INPUT RECORDS:
◇ ◇ ◇ ◇ ◇ ◇ ◇
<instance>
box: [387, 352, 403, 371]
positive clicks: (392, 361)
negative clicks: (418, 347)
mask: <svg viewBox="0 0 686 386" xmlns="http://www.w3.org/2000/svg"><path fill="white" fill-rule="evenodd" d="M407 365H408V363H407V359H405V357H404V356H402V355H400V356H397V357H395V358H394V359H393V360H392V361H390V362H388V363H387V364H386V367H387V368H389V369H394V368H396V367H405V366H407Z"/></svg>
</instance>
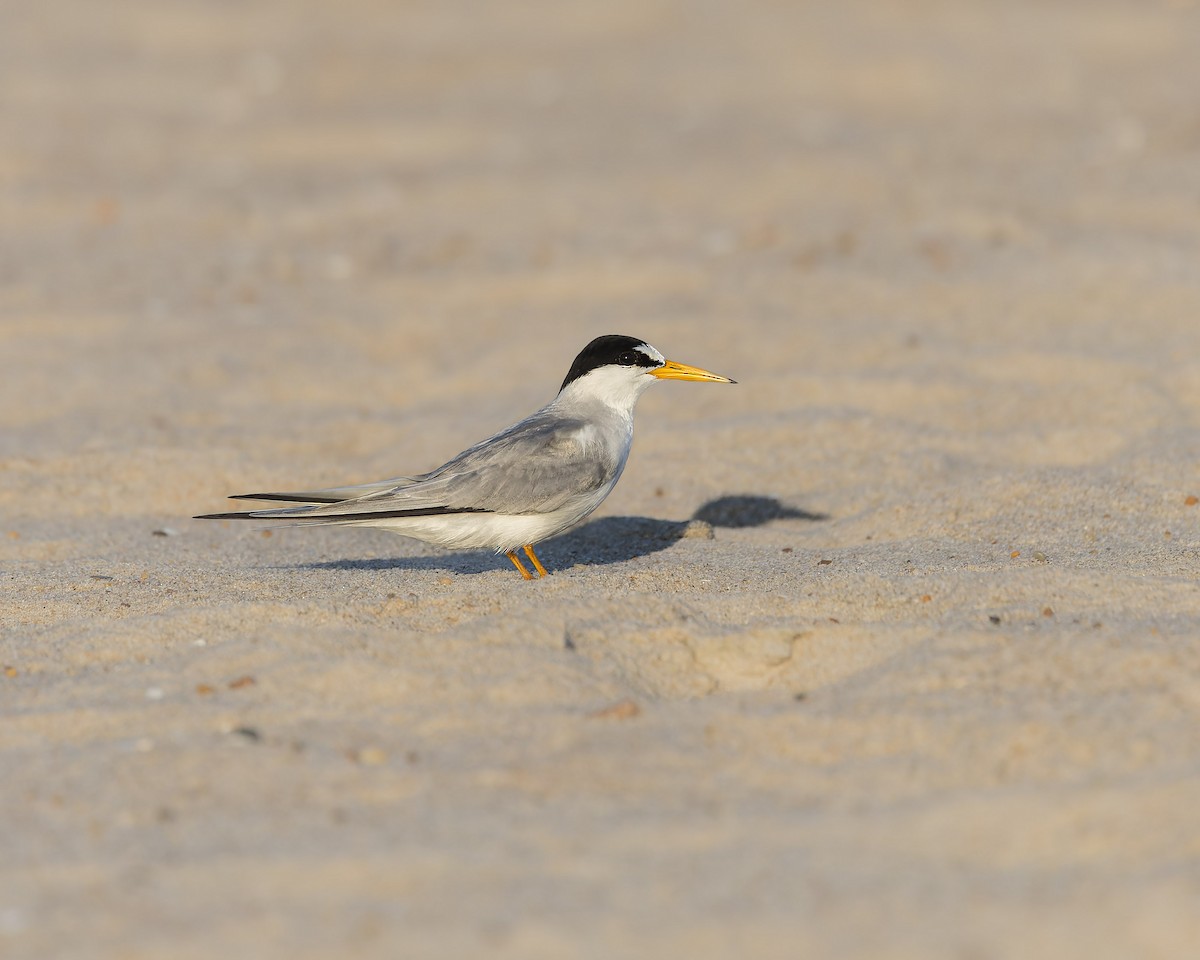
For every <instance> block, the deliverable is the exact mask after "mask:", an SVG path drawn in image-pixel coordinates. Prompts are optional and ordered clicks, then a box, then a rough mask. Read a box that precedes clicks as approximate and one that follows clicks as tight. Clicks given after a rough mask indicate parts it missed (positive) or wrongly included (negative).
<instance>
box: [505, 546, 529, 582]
mask: <svg viewBox="0 0 1200 960" xmlns="http://www.w3.org/2000/svg"><path fill="white" fill-rule="evenodd" d="M504 556H505V557H508V558H509V559H510V560H512V565H514V566H515V568H516V569H517V571H518V572H520V574H521V576H523V577H524V578H526V580H533V574H530V572H529V571H528V570H526V569H524V566H522V565H521V558H520V557H517V554H516V551H512V550H510V551H509V552H508V553H505V554H504Z"/></svg>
◇ ◇ ◇ ◇ ◇ ◇ ◇
DIRECTIONS FOR THIS TASK: Starting at the line that contains "</instance>" and continuing to the end of the entries, write those lines out again with "deliverable" swapped for "output" and nothing else changed. Leave the pictures out.

ANSWER BELOW:
</instance>
For every <instance> block, the output is the exact mask after "mask:", an SVG path drawn in image-pixel coordinates. Prompts are optional and ordered clicks, then a box, then a rough mask. Read a box that precedes clicks as approximate and one that follows clicks as tight. Clicks given after a rough mask indicate parts it missed (positive) or wrongly included (negative).
<instance>
box: [505, 546, 529, 582]
mask: <svg viewBox="0 0 1200 960" xmlns="http://www.w3.org/2000/svg"><path fill="white" fill-rule="evenodd" d="M504 556H505V557H508V558H509V559H510V560H512V565H514V566H515V568H516V569H517V571H518V572H520V574H521V576H523V577H524V578H526V580H533V574H530V572H529V571H528V570H526V569H524V566H522V565H521V558H520V557H517V554H516V551H512V550H510V551H509V552H508V553H505V554H504Z"/></svg>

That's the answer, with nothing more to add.